▶ YOUR INSTRUCTIONS: Every entry below is to be returned unchanged. Images are not part of the copy.

(Stored dataset items)
/---

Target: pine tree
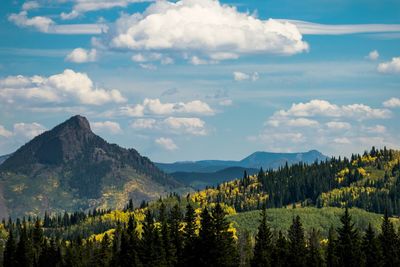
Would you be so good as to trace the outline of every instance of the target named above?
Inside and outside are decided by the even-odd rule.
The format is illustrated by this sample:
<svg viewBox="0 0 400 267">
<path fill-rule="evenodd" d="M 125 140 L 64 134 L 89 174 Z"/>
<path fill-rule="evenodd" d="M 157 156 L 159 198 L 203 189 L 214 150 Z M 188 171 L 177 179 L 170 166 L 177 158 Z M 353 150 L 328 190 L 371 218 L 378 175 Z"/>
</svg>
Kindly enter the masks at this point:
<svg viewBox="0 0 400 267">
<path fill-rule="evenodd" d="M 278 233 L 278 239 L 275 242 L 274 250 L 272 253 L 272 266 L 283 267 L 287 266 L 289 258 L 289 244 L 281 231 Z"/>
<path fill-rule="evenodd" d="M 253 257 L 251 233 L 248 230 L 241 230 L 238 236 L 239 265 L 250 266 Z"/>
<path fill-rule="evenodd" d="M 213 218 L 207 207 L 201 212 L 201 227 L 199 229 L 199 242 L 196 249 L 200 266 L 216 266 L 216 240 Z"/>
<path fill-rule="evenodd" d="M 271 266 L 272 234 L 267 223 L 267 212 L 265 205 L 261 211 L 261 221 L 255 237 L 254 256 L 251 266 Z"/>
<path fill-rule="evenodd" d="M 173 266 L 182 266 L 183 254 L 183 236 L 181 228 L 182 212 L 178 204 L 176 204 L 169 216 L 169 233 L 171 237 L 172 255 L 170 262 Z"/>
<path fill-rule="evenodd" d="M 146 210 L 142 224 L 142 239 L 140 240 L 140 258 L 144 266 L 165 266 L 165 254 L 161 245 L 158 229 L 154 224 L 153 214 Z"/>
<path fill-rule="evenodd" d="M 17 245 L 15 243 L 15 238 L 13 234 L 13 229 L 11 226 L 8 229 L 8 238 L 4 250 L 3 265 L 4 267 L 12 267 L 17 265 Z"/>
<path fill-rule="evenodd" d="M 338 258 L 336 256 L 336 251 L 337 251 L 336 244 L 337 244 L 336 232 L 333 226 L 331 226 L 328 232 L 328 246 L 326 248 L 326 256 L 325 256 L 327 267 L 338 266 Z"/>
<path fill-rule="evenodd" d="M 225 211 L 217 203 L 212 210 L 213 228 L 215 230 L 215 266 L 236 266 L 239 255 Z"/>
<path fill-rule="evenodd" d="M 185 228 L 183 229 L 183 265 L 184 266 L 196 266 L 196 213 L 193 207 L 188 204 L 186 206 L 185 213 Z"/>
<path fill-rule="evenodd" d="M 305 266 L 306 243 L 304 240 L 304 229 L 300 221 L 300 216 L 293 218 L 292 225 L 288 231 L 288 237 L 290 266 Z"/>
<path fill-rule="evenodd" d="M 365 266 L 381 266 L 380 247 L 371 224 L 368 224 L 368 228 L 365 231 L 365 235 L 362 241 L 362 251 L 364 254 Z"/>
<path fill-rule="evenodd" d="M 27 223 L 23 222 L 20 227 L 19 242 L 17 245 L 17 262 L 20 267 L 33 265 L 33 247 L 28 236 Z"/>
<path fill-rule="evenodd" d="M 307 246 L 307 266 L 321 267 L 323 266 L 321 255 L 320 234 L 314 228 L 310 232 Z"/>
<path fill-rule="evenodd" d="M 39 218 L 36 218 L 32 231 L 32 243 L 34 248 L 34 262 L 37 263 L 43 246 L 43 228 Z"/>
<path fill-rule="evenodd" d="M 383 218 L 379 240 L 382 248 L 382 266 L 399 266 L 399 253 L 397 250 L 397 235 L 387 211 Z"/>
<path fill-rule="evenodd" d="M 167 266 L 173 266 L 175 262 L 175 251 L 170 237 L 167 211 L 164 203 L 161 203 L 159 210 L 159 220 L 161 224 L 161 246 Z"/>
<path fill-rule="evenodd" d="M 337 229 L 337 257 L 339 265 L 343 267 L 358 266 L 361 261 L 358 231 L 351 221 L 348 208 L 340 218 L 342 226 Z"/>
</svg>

\---

▶ ANSWER TO THE PROBLEM:
Target: pine tree
Would you be so good as to trace the outline of every instance of the target named above?
Inside and outside are decided by the even-odd rule.
The format is illustrated by this sample:
<svg viewBox="0 0 400 267">
<path fill-rule="evenodd" d="M 125 140 L 64 134 L 89 174 Z"/>
<path fill-rule="evenodd" d="M 157 156 L 159 198 L 203 189 L 214 150 Z M 188 171 L 177 179 L 170 166 L 177 158 Z M 353 150 L 328 190 L 371 218 L 378 175 Z"/>
</svg>
Kindly enter the masks at this point:
<svg viewBox="0 0 400 267">
<path fill-rule="evenodd" d="M 278 233 L 278 239 L 275 242 L 274 250 L 272 253 L 272 266 L 283 267 L 287 266 L 289 258 L 289 244 L 281 231 Z"/>
<path fill-rule="evenodd" d="M 253 257 L 251 233 L 248 230 L 241 230 L 238 236 L 239 265 L 250 266 Z"/>
<path fill-rule="evenodd" d="M 213 218 L 207 207 L 201 212 L 201 227 L 199 229 L 199 242 L 196 249 L 200 266 L 216 266 L 216 240 Z"/>
<path fill-rule="evenodd" d="M 271 266 L 272 234 L 267 223 L 267 212 L 265 205 L 261 211 L 261 221 L 255 237 L 254 256 L 251 266 Z"/>
<path fill-rule="evenodd" d="M 173 266 L 182 266 L 183 254 L 183 236 L 181 228 L 182 212 L 178 204 L 176 204 L 169 216 L 169 233 L 171 237 L 172 255 L 170 262 Z"/>
<path fill-rule="evenodd" d="M 146 210 L 142 224 L 142 239 L 140 240 L 140 258 L 144 266 L 165 266 L 165 254 L 161 245 L 158 229 L 154 224 L 153 214 Z"/>
<path fill-rule="evenodd" d="M 17 245 L 15 243 L 15 238 L 13 234 L 13 229 L 11 226 L 8 229 L 8 238 L 4 250 L 3 265 L 4 267 L 12 267 L 17 265 Z"/>
<path fill-rule="evenodd" d="M 338 258 L 336 256 L 336 251 L 337 251 L 336 244 L 337 244 L 336 232 L 333 226 L 331 226 L 328 232 L 328 246 L 326 248 L 326 256 L 325 256 L 327 267 L 338 266 Z"/>
<path fill-rule="evenodd" d="M 225 211 L 217 203 L 212 210 L 213 228 L 215 230 L 215 266 L 236 266 L 239 255 Z"/>
<path fill-rule="evenodd" d="M 185 228 L 183 229 L 183 265 L 184 266 L 196 266 L 196 213 L 193 207 L 188 204 L 186 206 L 185 213 Z"/>
<path fill-rule="evenodd" d="M 305 266 L 306 243 L 304 240 L 304 229 L 300 221 L 300 216 L 293 218 L 292 225 L 288 231 L 288 237 L 290 266 Z"/>
<path fill-rule="evenodd" d="M 365 266 L 381 266 L 380 247 L 371 224 L 368 224 L 368 228 L 365 231 L 365 235 L 362 241 L 362 251 L 364 254 Z"/>
<path fill-rule="evenodd" d="M 27 223 L 23 222 L 20 227 L 19 242 L 17 245 L 17 262 L 20 267 L 33 265 L 33 247 L 28 236 Z"/>
<path fill-rule="evenodd" d="M 307 246 L 307 266 L 321 267 L 323 266 L 321 255 L 320 234 L 314 228 L 310 232 Z"/>
<path fill-rule="evenodd" d="M 39 218 L 36 218 L 32 231 L 32 243 L 34 248 L 34 262 L 37 263 L 43 246 L 43 228 Z"/>
<path fill-rule="evenodd" d="M 383 218 L 379 240 L 382 248 L 382 266 L 399 266 L 399 253 L 397 250 L 397 235 L 387 211 Z"/>
<path fill-rule="evenodd" d="M 167 266 L 173 266 L 175 262 L 175 251 L 170 237 L 167 211 L 164 203 L 161 203 L 159 210 L 159 220 L 161 224 L 161 246 Z"/>
<path fill-rule="evenodd" d="M 337 229 L 337 257 L 339 265 L 343 267 L 358 266 L 361 261 L 358 231 L 351 221 L 348 208 L 340 218 L 342 226 Z"/>
</svg>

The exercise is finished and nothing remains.